▶ _Text section_
MarcEdit & OpenRefine Training Day
This is a guest post by Jane Daniels, Bibliographic Librarian at Cardiff Metropolitan University.
On 15th March 2018 cataloguers and systems officers gathered at the National Library of Wales for an introduction to the MarcEdit and OpenRefine packages.
Being able to use these open source packages to clean up our legacy data and enrich records received from publishers and vendors was identified as a training requirement by the WHELF Cataloguers’ Group in 2017, as was the need to provide CPD for our workforce to ensure that cataloguers and systems colleagues can work together to identify, prioritise and complete metadata improvement projects. The need to provide the training received added support recently following the agreement between Jisc & WHELF to contribute WHELF records to the National Bibliographical Knowledgebase.
The NBK provides us with a fantastic opportunity to share and enrich records as part of a collaborative UK-wide service but, like other contributing libraries, we know that we have metadata issues to address if we are to realise the full potential of the NBK i.e. cleaner data = less matching & merging queries = greater discoverability for our collections = an improved end-user experience.
Another incentive for us, as Ex Libris customers, was the release of the Alma MarcEdit API and the possibility of further workflow efficiencies.

▶ _Job_
Reproduce word for word the passage of the MarcEdit and OpenRefine training post from "Being able to" up to and including "National Bibliographical Knowledgebase.".

▶ _Supplied data_
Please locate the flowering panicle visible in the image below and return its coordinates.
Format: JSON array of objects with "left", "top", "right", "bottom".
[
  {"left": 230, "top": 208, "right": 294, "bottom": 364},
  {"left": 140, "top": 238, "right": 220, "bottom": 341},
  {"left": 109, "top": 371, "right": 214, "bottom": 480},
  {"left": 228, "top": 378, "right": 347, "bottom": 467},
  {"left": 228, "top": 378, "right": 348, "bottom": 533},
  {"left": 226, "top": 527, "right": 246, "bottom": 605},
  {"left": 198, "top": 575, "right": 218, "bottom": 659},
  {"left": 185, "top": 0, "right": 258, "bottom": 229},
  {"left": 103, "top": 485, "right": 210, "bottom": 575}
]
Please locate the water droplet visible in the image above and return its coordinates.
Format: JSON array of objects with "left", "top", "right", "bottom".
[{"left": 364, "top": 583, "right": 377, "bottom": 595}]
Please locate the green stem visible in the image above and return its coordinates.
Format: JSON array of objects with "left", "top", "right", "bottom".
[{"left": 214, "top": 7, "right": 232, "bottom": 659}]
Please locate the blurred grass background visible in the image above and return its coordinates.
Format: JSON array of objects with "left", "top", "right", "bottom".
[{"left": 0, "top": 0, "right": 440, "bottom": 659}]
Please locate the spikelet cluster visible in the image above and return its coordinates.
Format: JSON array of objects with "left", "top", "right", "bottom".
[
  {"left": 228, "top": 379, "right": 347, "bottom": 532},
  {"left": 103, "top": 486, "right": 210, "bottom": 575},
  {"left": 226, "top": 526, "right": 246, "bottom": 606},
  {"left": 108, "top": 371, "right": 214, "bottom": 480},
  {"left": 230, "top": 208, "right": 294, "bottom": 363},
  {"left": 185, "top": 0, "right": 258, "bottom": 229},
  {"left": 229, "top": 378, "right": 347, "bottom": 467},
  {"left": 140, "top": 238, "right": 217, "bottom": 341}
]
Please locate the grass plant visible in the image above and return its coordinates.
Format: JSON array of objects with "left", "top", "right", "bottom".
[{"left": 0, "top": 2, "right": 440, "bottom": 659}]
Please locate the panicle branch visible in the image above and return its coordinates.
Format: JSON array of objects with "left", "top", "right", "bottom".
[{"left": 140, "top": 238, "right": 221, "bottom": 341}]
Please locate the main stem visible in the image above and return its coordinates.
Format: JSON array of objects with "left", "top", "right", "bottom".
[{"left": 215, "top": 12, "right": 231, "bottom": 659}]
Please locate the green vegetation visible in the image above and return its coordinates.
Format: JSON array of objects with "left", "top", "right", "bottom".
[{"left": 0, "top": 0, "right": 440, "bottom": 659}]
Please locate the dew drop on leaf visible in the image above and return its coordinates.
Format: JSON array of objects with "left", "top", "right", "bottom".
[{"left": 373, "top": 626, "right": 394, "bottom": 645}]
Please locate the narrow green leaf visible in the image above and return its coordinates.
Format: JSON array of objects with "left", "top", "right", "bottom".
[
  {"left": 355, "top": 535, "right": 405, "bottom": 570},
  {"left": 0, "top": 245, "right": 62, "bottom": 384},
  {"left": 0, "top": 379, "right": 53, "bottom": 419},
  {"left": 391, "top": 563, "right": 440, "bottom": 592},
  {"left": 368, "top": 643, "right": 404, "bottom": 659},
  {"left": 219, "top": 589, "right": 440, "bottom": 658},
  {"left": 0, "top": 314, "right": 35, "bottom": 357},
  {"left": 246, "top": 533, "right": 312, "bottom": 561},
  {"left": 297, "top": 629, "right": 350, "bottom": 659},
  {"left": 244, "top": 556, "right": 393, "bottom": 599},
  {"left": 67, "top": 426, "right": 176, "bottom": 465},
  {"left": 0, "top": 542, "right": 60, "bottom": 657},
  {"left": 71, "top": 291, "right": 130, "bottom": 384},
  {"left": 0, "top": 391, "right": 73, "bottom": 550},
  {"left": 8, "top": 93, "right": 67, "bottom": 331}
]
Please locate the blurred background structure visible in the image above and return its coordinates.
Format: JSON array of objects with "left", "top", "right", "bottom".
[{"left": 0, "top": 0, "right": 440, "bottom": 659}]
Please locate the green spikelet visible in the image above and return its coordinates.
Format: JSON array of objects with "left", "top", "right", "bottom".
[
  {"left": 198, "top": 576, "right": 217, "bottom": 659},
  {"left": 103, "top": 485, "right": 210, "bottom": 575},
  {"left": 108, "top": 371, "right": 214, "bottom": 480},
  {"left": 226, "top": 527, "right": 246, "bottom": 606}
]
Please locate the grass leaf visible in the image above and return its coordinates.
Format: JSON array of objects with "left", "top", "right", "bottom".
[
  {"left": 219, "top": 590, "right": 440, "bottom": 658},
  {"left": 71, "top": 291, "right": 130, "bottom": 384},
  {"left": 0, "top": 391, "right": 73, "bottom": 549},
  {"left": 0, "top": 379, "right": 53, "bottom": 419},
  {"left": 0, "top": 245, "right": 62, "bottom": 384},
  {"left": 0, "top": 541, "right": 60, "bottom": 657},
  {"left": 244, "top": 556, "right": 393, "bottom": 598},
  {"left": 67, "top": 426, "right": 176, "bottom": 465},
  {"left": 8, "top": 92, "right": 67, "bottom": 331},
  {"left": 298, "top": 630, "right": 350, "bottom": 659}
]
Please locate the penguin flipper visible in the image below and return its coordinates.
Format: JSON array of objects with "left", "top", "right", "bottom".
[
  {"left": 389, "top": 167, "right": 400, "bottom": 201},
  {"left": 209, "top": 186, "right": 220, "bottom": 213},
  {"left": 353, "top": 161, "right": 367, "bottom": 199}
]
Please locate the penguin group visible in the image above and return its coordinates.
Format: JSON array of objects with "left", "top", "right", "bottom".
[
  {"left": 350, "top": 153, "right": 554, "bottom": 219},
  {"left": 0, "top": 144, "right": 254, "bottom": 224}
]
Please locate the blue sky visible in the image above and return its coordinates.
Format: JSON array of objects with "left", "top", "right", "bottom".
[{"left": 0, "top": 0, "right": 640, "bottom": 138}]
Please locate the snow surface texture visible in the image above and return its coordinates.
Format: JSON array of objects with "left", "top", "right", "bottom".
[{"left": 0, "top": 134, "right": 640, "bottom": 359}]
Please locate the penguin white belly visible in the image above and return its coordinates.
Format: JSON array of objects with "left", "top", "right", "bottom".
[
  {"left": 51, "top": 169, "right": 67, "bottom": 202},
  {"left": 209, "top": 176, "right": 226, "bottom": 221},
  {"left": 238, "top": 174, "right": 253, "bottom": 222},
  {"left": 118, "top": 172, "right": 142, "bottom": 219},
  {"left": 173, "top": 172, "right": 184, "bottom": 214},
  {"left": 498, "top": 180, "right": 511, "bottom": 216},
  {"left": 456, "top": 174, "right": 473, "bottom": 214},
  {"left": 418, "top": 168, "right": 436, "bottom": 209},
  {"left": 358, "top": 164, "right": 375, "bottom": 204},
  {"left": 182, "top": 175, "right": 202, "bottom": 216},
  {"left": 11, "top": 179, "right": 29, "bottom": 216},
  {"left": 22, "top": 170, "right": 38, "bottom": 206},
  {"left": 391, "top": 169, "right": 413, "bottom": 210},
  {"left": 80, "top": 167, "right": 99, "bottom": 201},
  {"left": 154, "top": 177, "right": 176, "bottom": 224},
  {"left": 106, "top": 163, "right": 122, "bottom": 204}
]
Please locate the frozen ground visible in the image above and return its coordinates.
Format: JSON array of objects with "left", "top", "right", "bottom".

▶ _Correct output_
Being able to use these open source packages to clean up our legacy data and enrich records received from publishers and vendors was identified as a training requirement by the WHELF Cataloguers’ Group in 2017, as was the need to provide CPD for our workforce to ensure that cataloguers and systems colleagues can work together to identify, prioritise and complete metadata improvement projects. The need to provide the training received added support recently following the agreement between Jisc & WHELF to contribute WHELF records to the National Bibliographical Knowledgebase.